■ **Records to process**:
******
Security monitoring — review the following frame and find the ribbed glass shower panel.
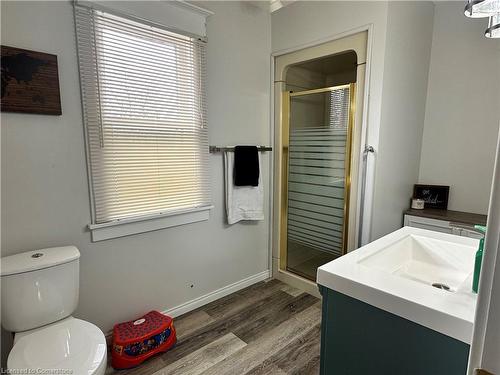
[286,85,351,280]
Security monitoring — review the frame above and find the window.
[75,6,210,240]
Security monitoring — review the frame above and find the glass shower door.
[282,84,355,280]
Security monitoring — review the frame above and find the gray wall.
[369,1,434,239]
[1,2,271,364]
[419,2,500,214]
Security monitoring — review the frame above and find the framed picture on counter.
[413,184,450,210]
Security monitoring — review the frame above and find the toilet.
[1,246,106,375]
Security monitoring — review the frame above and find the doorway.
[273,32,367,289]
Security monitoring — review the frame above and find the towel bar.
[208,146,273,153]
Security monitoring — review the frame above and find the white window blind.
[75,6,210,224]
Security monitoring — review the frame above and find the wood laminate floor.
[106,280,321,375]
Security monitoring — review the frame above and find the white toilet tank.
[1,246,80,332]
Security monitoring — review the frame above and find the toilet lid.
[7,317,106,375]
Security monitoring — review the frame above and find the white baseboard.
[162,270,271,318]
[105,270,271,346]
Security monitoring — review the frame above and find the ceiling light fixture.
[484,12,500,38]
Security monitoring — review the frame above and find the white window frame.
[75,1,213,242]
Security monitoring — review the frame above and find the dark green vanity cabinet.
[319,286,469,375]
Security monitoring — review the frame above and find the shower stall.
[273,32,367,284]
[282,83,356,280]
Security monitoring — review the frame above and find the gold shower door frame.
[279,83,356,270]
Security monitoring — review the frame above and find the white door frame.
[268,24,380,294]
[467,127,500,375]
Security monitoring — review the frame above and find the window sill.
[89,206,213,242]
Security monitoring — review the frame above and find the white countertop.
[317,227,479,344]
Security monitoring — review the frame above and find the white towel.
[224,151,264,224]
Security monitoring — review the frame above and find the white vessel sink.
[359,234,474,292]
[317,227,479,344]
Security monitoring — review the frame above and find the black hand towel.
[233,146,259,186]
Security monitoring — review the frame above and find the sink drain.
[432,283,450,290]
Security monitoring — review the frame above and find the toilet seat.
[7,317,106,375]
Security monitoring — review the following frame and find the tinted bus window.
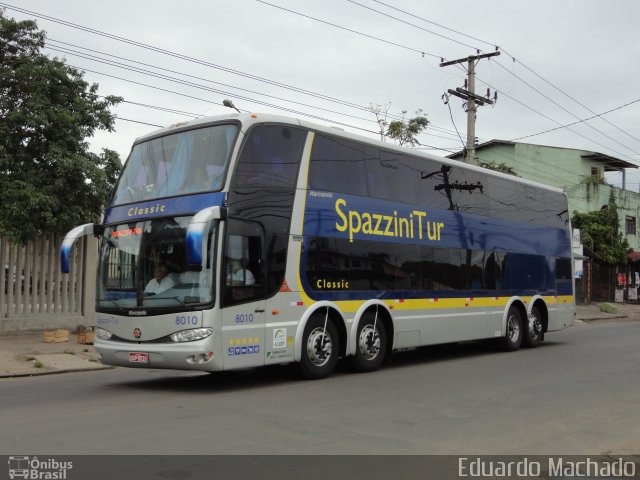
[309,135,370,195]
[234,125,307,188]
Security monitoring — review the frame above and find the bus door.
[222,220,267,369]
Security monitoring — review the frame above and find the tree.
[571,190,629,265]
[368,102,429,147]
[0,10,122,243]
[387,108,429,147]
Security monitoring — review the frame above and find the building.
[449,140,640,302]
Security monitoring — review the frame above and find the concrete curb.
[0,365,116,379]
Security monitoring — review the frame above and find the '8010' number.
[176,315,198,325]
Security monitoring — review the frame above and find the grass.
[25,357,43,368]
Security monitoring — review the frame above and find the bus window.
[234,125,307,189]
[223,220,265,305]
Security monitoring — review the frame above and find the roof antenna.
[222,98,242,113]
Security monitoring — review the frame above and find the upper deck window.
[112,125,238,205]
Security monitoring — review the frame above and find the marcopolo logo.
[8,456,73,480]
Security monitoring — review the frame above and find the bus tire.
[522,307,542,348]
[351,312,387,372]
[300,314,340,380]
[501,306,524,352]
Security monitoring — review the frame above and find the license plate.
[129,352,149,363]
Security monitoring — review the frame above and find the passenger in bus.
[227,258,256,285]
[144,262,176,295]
******
■ **Written exercise**: Rewrite the lines from the start of the records through the line containing "[1,246,106,375]", replacing "Security monitoring" with "Camera surveillance" and leaving everything else unchanged. Omit the pictures from your answer.

■ **Response**:
Camera surveillance — review the following frame and find the ribbed glass shower panel.
[286,85,351,280]
Camera surveillance — review the frame above and find the window.
[75,6,210,240]
Camera surveillance — review the frame above and find the glass shower door.
[282,84,355,280]
Camera surveillance — review the frame above and find the gray wall.
[369,1,434,239]
[1,2,271,364]
[419,2,500,214]
Camera surveillance — review the frame above and find the framed picture on counter.
[413,184,450,210]
Camera surveillance — review the frame above and find the toilet.
[1,246,106,375]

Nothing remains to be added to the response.